▸ **Exercise data**:
::::::::::

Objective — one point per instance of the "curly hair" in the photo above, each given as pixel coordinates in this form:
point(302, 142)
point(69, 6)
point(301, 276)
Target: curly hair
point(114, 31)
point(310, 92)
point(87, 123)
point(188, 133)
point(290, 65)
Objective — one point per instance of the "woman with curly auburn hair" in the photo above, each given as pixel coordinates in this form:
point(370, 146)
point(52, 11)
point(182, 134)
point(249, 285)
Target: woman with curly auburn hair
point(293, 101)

::::::::::

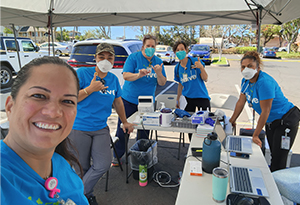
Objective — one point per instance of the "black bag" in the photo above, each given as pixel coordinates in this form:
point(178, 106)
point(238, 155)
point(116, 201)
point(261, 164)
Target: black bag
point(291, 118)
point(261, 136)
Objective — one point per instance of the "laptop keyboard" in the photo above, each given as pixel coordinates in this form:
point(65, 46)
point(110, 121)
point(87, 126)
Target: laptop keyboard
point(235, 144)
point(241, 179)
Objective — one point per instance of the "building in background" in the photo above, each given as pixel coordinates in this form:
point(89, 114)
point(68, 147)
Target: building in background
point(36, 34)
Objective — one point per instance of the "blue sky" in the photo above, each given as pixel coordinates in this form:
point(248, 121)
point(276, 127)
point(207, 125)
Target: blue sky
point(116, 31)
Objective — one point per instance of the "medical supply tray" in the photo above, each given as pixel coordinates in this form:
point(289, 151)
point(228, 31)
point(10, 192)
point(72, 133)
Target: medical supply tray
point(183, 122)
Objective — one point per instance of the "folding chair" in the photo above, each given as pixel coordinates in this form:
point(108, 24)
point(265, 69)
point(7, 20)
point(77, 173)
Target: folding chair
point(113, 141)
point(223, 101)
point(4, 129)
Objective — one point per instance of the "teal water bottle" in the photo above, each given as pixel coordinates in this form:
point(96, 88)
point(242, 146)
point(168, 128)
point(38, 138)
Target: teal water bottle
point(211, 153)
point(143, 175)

::::::::::

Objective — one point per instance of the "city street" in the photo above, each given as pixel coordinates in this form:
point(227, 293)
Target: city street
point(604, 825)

::::::::::

▸ **Action item**: Quote the data above from the line containing "Target: folding chair" to the line containing "point(38, 138)", inclusive, and stop.

▸ **Answer to this problem**:
Target: folding chair
point(113, 141)
point(223, 101)
point(4, 129)
Objective — one point per instance of the "teal water bottle" in the photo above, each given as pixel coordinates in this form:
point(96, 88)
point(242, 146)
point(168, 128)
point(38, 138)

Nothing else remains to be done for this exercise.